## [Data to use]
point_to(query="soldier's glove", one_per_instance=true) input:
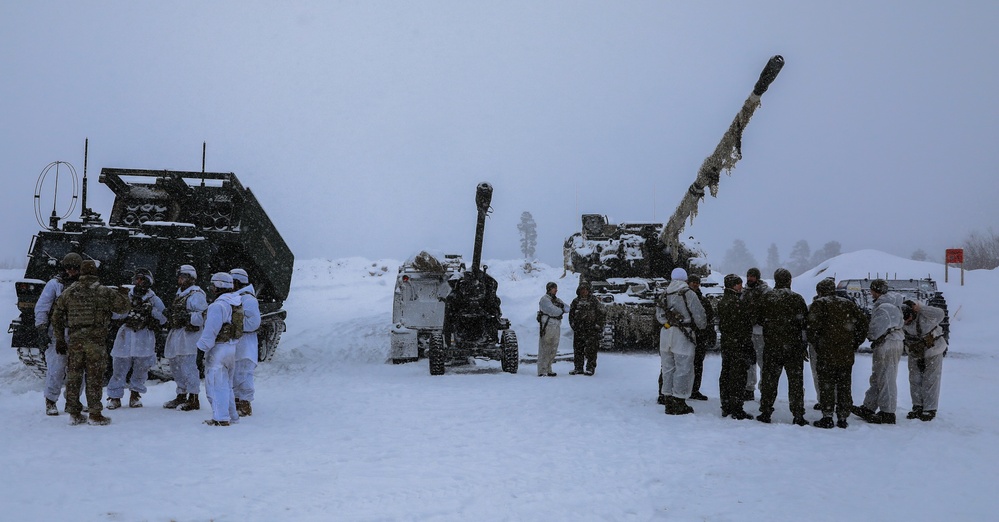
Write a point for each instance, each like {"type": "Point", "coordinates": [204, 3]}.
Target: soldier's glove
{"type": "Point", "coordinates": [43, 336]}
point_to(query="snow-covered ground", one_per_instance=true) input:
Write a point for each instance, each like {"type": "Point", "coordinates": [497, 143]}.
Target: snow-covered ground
{"type": "Point", "coordinates": [338, 434]}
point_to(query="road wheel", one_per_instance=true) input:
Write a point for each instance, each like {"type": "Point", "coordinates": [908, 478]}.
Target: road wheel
{"type": "Point", "coordinates": [511, 353]}
{"type": "Point", "coordinates": [436, 354]}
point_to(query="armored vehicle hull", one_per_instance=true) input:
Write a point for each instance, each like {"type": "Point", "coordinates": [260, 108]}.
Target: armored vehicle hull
{"type": "Point", "coordinates": [159, 221]}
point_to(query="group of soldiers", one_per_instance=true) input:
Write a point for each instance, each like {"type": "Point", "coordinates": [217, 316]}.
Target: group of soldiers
{"type": "Point", "coordinates": [774, 331]}
{"type": "Point", "coordinates": [75, 312]}
{"type": "Point", "coordinates": [777, 331]}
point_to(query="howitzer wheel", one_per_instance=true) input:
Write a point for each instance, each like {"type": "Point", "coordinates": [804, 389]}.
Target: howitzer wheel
{"type": "Point", "coordinates": [268, 338]}
{"type": "Point", "coordinates": [941, 303]}
{"type": "Point", "coordinates": [436, 354]}
{"type": "Point", "coordinates": [607, 338]}
{"type": "Point", "coordinates": [34, 359]}
{"type": "Point", "coordinates": [511, 352]}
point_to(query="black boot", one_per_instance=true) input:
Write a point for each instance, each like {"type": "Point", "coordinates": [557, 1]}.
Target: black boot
{"type": "Point", "coordinates": [824, 423]}
{"type": "Point", "coordinates": [885, 418]}
{"type": "Point", "coordinates": [193, 402]}
{"type": "Point", "coordinates": [172, 404]}
{"type": "Point", "coordinates": [865, 413]}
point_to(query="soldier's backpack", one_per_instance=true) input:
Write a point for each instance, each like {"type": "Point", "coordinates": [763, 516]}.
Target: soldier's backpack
{"type": "Point", "coordinates": [233, 329]}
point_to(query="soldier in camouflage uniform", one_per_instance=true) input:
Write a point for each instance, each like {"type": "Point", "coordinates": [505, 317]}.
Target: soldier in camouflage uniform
{"type": "Point", "coordinates": [736, 328]}
{"type": "Point", "coordinates": [223, 328]}
{"type": "Point", "coordinates": [586, 318]}
{"type": "Point", "coordinates": [783, 315]}
{"type": "Point", "coordinates": [186, 320]}
{"type": "Point", "coordinates": [753, 294]}
{"type": "Point", "coordinates": [55, 363]}
{"type": "Point", "coordinates": [84, 312]}
{"type": "Point", "coordinates": [134, 348]}
{"type": "Point", "coordinates": [706, 337]}
{"type": "Point", "coordinates": [836, 327]}
{"type": "Point", "coordinates": [247, 346]}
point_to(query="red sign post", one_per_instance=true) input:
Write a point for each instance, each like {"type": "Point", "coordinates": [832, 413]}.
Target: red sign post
{"type": "Point", "coordinates": [956, 256]}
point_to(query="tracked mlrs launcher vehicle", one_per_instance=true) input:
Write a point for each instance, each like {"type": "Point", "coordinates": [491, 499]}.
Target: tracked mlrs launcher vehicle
{"type": "Point", "coordinates": [159, 221]}
{"type": "Point", "coordinates": [473, 323]}
{"type": "Point", "coordinates": [628, 264]}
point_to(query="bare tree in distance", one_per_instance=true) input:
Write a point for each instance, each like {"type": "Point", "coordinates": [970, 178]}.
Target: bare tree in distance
{"type": "Point", "coordinates": [528, 235]}
{"type": "Point", "coordinates": [800, 260]}
{"type": "Point", "coordinates": [981, 250]}
{"type": "Point", "coordinates": [773, 259]}
{"type": "Point", "coordinates": [738, 259]}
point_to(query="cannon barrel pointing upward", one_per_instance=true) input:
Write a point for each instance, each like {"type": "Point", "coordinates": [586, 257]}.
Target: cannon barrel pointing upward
{"type": "Point", "coordinates": [726, 155]}
{"type": "Point", "coordinates": [483, 197]}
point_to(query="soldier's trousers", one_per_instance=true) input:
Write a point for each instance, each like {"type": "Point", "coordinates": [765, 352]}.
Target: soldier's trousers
{"type": "Point", "coordinates": [184, 369]}
{"type": "Point", "coordinates": [242, 379]}
{"type": "Point", "coordinates": [835, 389]}
{"type": "Point", "coordinates": [55, 373]}
{"type": "Point", "coordinates": [883, 393]}
{"type": "Point", "coordinates": [85, 358]}
{"type": "Point", "coordinates": [220, 364]}
{"type": "Point", "coordinates": [140, 372]}
{"type": "Point", "coordinates": [700, 352]}
{"type": "Point", "coordinates": [791, 361]}
{"type": "Point", "coordinates": [751, 379]}
{"type": "Point", "coordinates": [924, 385]}
{"type": "Point", "coordinates": [676, 353]}
{"type": "Point", "coordinates": [548, 345]}
{"type": "Point", "coordinates": [584, 350]}
{"type": "Point", "coordinates": [732, 379]}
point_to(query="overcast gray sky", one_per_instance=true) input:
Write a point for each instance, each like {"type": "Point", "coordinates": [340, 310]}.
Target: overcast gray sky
{"type": "Point", "coordinates": [363, 127]}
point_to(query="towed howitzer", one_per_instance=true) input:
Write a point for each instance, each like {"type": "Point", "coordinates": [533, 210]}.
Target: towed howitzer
{"type": "Point", "coordinates": [473, 322]}
{"type": "Point", "coordinates": [628, 264]}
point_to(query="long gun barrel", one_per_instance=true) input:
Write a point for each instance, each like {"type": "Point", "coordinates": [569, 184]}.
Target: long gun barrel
{"type": "Point", "coordinates": [726, 155]}
{"type": "Point", "coordinates": [483, 197]}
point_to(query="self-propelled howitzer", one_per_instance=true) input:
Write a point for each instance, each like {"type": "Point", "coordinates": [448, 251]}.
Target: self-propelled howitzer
{"type": "Point", "coordinates": [160, 220]}
{"type": "Point", "coordinates": [628, 264]}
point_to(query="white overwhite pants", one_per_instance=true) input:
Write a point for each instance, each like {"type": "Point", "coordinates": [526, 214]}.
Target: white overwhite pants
{"type": "Point", "coordinates": [220, 364]}
{"type": "Point", "coordinates": [677, 355]}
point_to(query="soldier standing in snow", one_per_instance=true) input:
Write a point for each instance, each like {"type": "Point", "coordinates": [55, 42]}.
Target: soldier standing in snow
{"type": "Point", "coordinates": [736, 327]}
{"type": "Point", "coordinates": [186, 320]}
{"type": "Point", "coordinates": [926, 345]}
{"type": "Point", "coordinates": [753, 294]}
{"type": "Point", "coordinates": [706, 338]}
{"type": "Point", "coordinates": [885, 333]}
{"type": "Point", "coordinates": [134, 346]}
{"type": "Point", "coordinates": [83, 314]}
{"type": "Point", "coordinates": [246, 346]}
{"type": "Point", "coordinates": [223, 328]}
{"type": "Point", "coordinates": [586, 318]}
{"type": "Point", "coordinates": [550, 316]}
{"type": "Point", "coordinates": [55, 363]}
{"type": "Point", "coordinates": [680, 313]}
{"type": "Point", "coordinates": [783, 315]}
{"type": "Point", "coordinates": [836, 327]}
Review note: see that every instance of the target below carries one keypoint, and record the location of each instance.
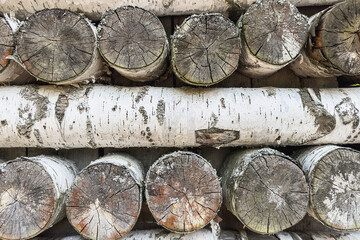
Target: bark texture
(272, 34)
(265, 190)
(334, 43)
(205, 49)
(32, 195)
(183, 192)
(134, 42)
(59, 46)
(333, 173)
(105, 199)
(105, 116)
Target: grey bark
(183, 192)
(205, 49)
(134, 42)
(264, 189)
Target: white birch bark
(106, 116)
(94, 9)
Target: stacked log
(333, 43)
(183, 192)
(264, 189)
(59, 46)
(272, 34)
(32, 195)
(205, 49)
(105, 199)
(133, 41)
(332, 173)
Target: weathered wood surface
(264, 189)
(105, 199)
(272, 34)
(59, 46)
(32, 195)
(205, 49)
(183, 191)
(134, 42)
(105, 116)
(333, 44)
(333, 173)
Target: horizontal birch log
(105, 199)
(205, 49)
(134, 42)
(333, 173)
(59, 46)
(95, 9)
(333, 44)
(32, 195)
(272, 34)
(107, 116)
(264, 189)
(183, 192)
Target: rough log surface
(32, 195)
(183, 192)
(205, 49)
(133, 41)
(104, 116)
(105, 199)
(59, 46)
(334, 43)
(272, 34)
(333, 173)
(264, 189)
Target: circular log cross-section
(265, 190)
(205, 49)
(133, 41)
(273, 33)
(59, 46)
(32, 195)
(105, 199)
(333, 174)
(334, 45)
(183, 192)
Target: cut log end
(274, 31)
(183, 192)
(134, 42)
(265, 190)
(205, 49)
(56, 45)
(104, 201)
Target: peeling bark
(205, 49)
(272, 34)
(133, 41)
(333, 44)
(333, 173)
(183, 192)
(264, 189)
(59, 46)
(105, 199)
(32, 195)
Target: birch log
(105, 116)
(59, 46)
(205, 49)
(10, 71)
(183, 192)
(264, 189)
(32, 195)
(272, 34)
(105, 199)
(333, 44)
(134, 42)
(333, 173)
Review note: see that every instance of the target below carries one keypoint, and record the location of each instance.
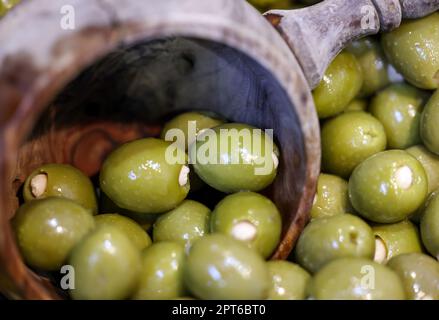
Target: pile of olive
(140, 236)
(374, 229)
(375, 218)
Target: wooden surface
(318, 33)
(37, 63)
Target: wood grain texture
(318, 33)
(38, 63)
(412, 9)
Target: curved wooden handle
(318, 33)
(412, 9)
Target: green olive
(413, 49)
(185, 224)
(332, 197)
(429, 121)
(357, 105)
(399, 108)
(395, 239)
(162, 272)
(221, 268)
(430, 162)
(107, 266)
(235, 157)
(48, 229)
(356, 279)
(388, 187)
(250, 218)
(288, 281)
(128, 226)
(340, 85)
(182, 124)
(349, 139)
(60, 180)
(419, 273)
(145, 220)
(327, 239)
(142, 176)
(373, 63)
(430, 226)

## [Work to do]
Return, unchanged, each line from the line containing "Target: wooden surface" through the last line of the material.

## [Solution to this exercise]
Target: wooden surface
(318, 33)
(37, 63)
Target: wood grain texture
(318, 33)
(38, 63)
(412, 9)
Target: curved wooden handle
(318, 33)
(412, 9)
Target: green olive
(413, 49)
(185, 224)
(332, 197)
(429, 121)
(357, 105)
(399, 108)
(395, 239)
(162, 272)
(221, 268)
(430, 162)
(107, 266)
(235, 157)
(48, 229)
(356, 279)
(388, 187)
(250, 218)
(288, 281)
(128, 226)
(340, 85)
(182, 124)
(349, 139)
(60, 180)
(419, 273)
(145, 220)
(327, 239)
(142, 176)
(373, 63)
(430, 226)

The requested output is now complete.